• _Excerpt_:
--- begin ---
An enjoyable visit to the Williamson Art Gallery and Museum, Birkenhead

Williamson Art Gallery, Birkenhead

The Williamson Art Gallery in Birkenhead. Source: Wikimedia Commons

A traditional art gallery and museum in Birkenhead seems unexpected, but when the Williamson Art Gallery and Museum opened in 1928, Birkenhead had not yet fallen into the decline that eventually followed the 19th century economic industrial expansion created by the ship building industry.  The gallery was funded by philanthropists John Williamson and his son Patrick Williamson. John Williamson was a shop owner and merchant who became a director of Cunard when it formed as a public company, serving until 1902.  He was also on the board of Standard Marine Insurance and served on the Merseyside Docks and Harbours Board. His son does not appear to have had a career but co-operated with his father on philanthropic activities.  The museum’s design is a simple brick-built square, with a prominent facade that references Classical features.  The steps dominate in the above photo, but there is a ramp at the side for easy access.  The gallery is all on one floor, so this too provides ease of access.

Nicholas Eames, The Dancer (1983)

Nicholas Eames, The Dancer (1983) with two textile works by Anna Sutton behind it

I visited with my friend Julian in December 2025.  We drove guided by the SatNav, which was needed as the Williamson is surrounded by something of a residential rabbit warren (with some very attractive Victorian terracing if you keep an eye open).  There is a free car park on Mather Road that had plenty of spaces.  Full visiting details, both for drivers and those using public transport, are at https://williamsonartgallery.org/visit/.  Apologies for the quality of the photos inside the gallery, taken on my smartphone.  As always in galleries there is reflection from protective glass in many of the photos, but hopefully they will give a good idea of the exhibits.
--- end ---
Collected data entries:
--- begin ---
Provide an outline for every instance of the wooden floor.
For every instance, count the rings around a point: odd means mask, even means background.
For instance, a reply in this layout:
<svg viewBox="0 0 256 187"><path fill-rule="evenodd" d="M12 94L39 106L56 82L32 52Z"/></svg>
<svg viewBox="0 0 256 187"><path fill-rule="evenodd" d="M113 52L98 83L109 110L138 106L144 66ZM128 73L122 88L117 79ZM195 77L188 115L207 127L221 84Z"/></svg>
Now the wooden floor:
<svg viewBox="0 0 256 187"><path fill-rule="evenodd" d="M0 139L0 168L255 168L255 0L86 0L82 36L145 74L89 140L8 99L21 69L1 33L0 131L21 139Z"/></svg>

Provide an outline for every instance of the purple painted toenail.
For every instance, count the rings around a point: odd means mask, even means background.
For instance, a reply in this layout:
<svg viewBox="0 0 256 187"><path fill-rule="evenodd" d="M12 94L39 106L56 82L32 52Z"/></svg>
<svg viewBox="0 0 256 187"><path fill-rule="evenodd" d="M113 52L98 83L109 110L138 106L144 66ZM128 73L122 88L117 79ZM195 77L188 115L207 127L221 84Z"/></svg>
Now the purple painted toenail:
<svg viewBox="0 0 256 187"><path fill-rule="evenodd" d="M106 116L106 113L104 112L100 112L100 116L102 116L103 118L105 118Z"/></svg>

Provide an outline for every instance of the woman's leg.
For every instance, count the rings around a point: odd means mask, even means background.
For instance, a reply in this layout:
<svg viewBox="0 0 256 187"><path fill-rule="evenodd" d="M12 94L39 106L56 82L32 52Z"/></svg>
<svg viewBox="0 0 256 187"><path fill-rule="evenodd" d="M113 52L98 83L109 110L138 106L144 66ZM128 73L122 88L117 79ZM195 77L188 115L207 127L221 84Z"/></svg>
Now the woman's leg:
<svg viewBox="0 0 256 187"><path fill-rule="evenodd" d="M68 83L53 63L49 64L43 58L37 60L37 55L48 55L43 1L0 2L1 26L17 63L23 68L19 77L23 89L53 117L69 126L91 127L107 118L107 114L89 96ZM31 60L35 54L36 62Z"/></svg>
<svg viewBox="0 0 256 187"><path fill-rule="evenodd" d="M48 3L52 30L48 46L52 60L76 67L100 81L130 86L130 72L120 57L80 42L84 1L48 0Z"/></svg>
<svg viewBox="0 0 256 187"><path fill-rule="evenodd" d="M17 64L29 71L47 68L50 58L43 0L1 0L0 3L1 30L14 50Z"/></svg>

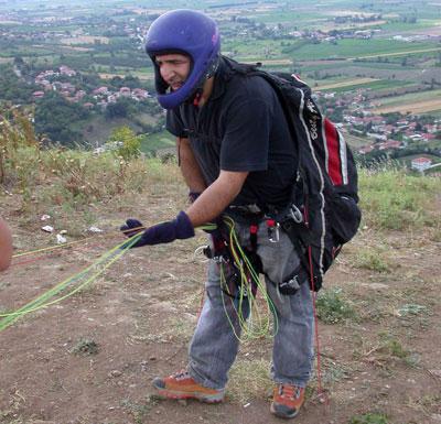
--- end ---
Write what follows in the account of the visit to the Williamson Art Gallery, starting after its last sentence.

• _Final answer_:
The gallery is all on a single storey, arranged in a square of linked galleries around what is now the café (with artworks on the walls) and a sculpture garden.  A pre-visit inspection of the site plan indicated that around half of it is used for permanent collections, whilst the rest is home to temporary exhibitions.  The twin focal points are, in the main, 19th and early 20th century and modern, including furnishings, ceramics, paintings, textiles, sculptures and, on this occasion, a modern video installation.  The inclusion of temporary exhibitions is probably very attractive to local people who have reason to visit on repeat occasions.

The first of the galleries that we visited was a temporary exhibition showing the results of the 31st exhibition of the annual Trinity Buoy Wharf Drawing Prize (2025).  The exhibition “celebrates the role and value of drawing with creative practice and provides a forum to test, evaluate and share current drawing practice.”   There is a wide variety of styles and subjects along a continuum from representational to abstract.   The skill on display was impressive, and some of the pieces were visually stunning.  The mainly monochrome entries drew attention to different combinations of line and texture, with the analytical, humorous and occasionally alarming all demonstrating the versatility of the medium.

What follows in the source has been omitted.